__JOB__. Reproduce only the lines of the listing between the line holding "Provide one point per instance of the stone" and the line holding "x=538 y=963", inclusive, keeping each request as it stands. Shift every x and y coordinate in the replies up by 56.

__SUPPLIED RECORDS__.
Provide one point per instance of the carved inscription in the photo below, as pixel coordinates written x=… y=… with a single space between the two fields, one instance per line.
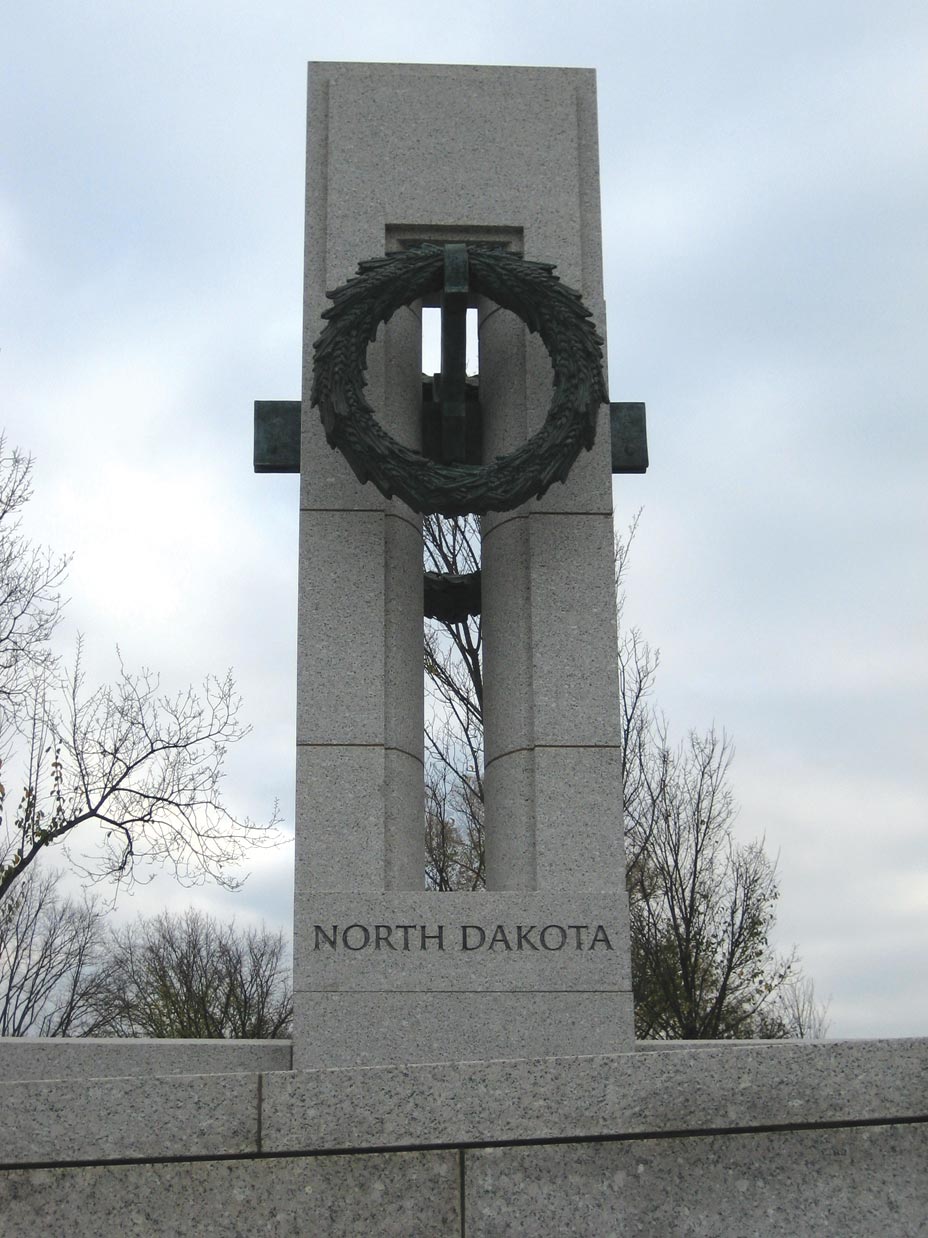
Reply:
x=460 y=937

--

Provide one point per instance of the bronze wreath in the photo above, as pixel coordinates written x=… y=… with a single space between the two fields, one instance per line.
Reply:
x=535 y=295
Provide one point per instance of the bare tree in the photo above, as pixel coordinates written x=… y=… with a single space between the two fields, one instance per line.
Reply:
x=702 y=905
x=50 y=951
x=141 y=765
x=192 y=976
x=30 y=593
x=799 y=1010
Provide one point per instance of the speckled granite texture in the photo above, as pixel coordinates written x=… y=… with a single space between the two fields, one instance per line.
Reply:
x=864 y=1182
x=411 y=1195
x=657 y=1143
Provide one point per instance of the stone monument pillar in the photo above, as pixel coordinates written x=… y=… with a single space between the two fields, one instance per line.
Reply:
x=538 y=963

---

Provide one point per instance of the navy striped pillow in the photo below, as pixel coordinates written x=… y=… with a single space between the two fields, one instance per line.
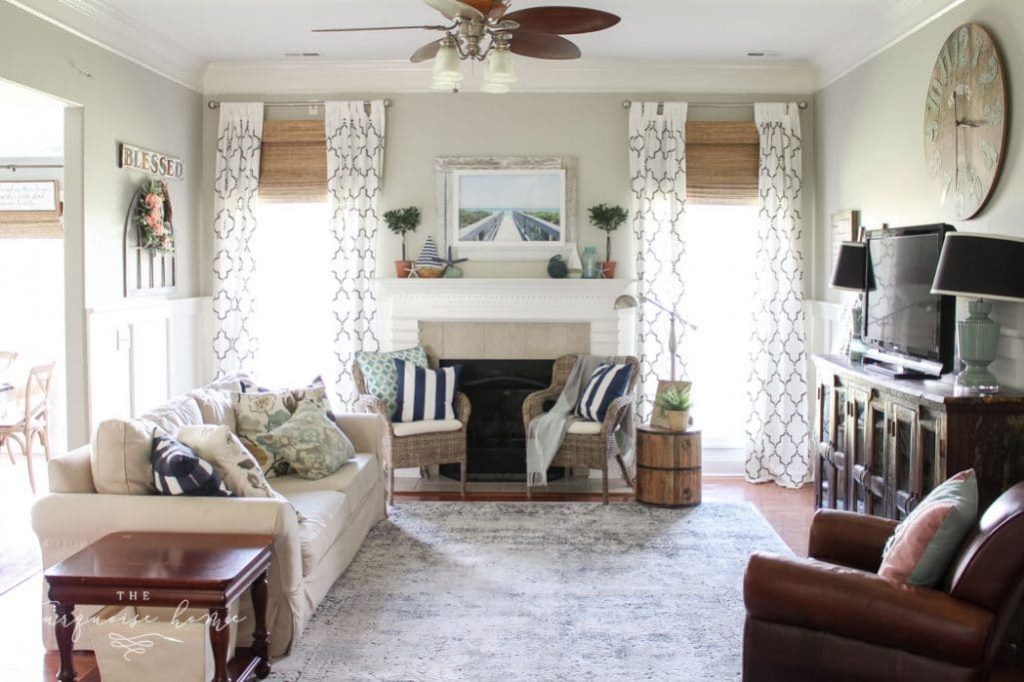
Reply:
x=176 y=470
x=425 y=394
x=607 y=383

__FINAL RESULT__.
Provide one point per instance of the stone monument pillar in the photo above, as pixel coordinates written x=… y=… with a single space between the two fields, one instance per line.
Reply:
x=594 y=1019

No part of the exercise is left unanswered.